** START Text block **
Jose Garces: Tapa by delicious tapa, a true Latino empire

September 25, 2008|By Rick Nichols, Inquirer Columnist

Jose Garces was Latino way before Latino was cool. Before it was prefixed with nuevo. Before the Chicago of his childhood had a single Latin restaurant - "zero," he recalls - though the occasional taqueria had begun to sprout.

He is a stocky, serious, focused 36 now, the toast of the town - a recent Iron Chef win under his belt, three tapas restaurants, Amada, Tinto and Distrito, climbing the charts, with one (Peruvian-Chinese Chifa) on the way.

Maybe two, if you count the low-key-burger-high-end-whiskey joint he has up his sleeve.

Story continues below.

And, of course, there is the accessory no hot chef can do without - a gorgeous, if maddeningly complicated, new cookbook.

But it didn't come easy, or without setbacks (an early pratfall at New York's Bolivar grill), or street-corner taunts aimed at his non-Nordic skin tone, the badge of the Ecuadoran heritage that, eventually, would prove the opposite of a burden: It would be the wellspring of his success.
** END Text block **
- _What to do_:
Transcribe the article about Jose Garces word for word, from its headline to its final sentence. The rows that come next were taken from a separate source.
** START Provided data **
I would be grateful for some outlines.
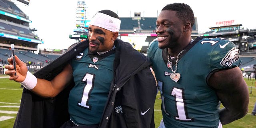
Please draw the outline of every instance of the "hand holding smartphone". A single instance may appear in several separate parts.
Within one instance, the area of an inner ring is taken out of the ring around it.
[[[14,75],[16,76],[16,63],[15,63],[15,56],[14,56],[14,45],[11,44],[11,48],[12,48],[12,64],[13,65],[13,69],[15,70]]]

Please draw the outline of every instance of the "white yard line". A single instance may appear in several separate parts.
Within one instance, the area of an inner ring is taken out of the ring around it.
[[[0,102],[0,104],[20,104],[20,103],[12,103],[1,102]]]
[[[14,117],[15,117],[15,116],[0,116],[0,121],[7,120],[13,118]]]
[[[18,112],[0,110],[0,113],[4,113],[4,114],[17,114],[18,113]]]

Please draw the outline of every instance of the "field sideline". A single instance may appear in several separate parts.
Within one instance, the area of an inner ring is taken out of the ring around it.
[[[9,80],[8,78],[2,78],[4,76],[6,76],[0,75],[0,128],[9,128],[13,127],[20,103],[23,89],[19,88],[19,84]],[[223,128],[256,128],[256,123],[254,122],[256,116],[251,115],[256,102],[255,80],[253,78],[251,80],[247,78],[244,79],[248,86],[249,92],[252,92],[250,94],[249,111],[244,118],[223,126]],[[154,108],[156,128],[158,127],[162,118],[161,100],[158,99],[160,97],[160,94],[158,93],[156,98]]]

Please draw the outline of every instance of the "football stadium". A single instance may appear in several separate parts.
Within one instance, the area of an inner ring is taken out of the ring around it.
[[[29,0],[17,0],[29,6]],[[76,10],[76,28],[69,38],[77,42],[88,39],[88,12],[85,2],[78,2]],[[118,38],[130,43],[139,52],[146,55],[150,43],[156,38],[156,17],[142,16],[141,12],[135,12],[130,17],[120,17],[121,23]],[[240,50],[242,63],[240,66],[250,93],[249,111],[244,118],[223,126],[223,128],[256,128],[256,116],[251,114],[256,102],[256,29],[244,28],[242,23],[231,19],[216,21],[208,32],[200,33],[197,18],[192,27],[192,37],[222,38],[234,42]],[[34,73],[47,65],[67,52],[66,49],[38,48],[44,41],[38,35],[36,28],[31,28],[32,21],[13,0],[0,0],[0,128],[11,128],[17,115],[23,88],[20,84],[10,81],[4,74],[4,66],[8,64],[7,58],[11,57],[10,44],[14,44],[15,54],[27,64],[28,70]],[[210,27],[210,26],[209,26]],[[255,26],[256,27],[256,26]],[[6,69],[5,69],[6,70]],[[248,75],[249,74],[249,75]],[[155,123],[158,127],[162,118],[161,100],[158,92],[156,98]],[[222,107],[221,106],[220,107]]]

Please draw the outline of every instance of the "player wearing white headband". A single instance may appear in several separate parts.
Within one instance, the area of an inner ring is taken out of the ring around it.
[[[8,58],[6,74],[25,88],[14,127],[154,128],[151,62],[118,39],[120,24],[114,12],[98,12],[89,40],[34,74],[17,57],[14,76]]]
** END Provided data **
- _Full solution_:
Jose Garces: Tapa by delicious tapa, a true Latino empire

September 25, 2008|By Rick Nichols, Inquirer Columnist

Jose Garces was Latino way before Latino was cool. Before it was prefixed with nuevo. Before the Chicago of his childhood had a single Latin restaurant - "zero," he recalls - though the occasional taqueria had begun to sprout.

He is a stocky, serious, focused 36 now, the toast of the town - a recent Iron Chef win under his belt, three tapas restaurants, Amada, Tinto and Distrito, climbing the charts, with one (Peruvian-Chinese Chifa) on the way.

Maybe two, if you count the low-key-burger-high-end-whiskey joint he has up his sleeve.

Story continues below.

And, of course, there is the accessory no hot chef can do without - a gorgeous, if maddeningly complicated, new cookbook.

But it didn't come easy, or without setbacks (an early pratfall at New York's Bolivar grill), or street-corner taunts aimed at his non-Nordic skin tone, the badge of the Ecuadoran heritage that, eventually, would prove the opposite of a burden: It would be the wellspring of his success.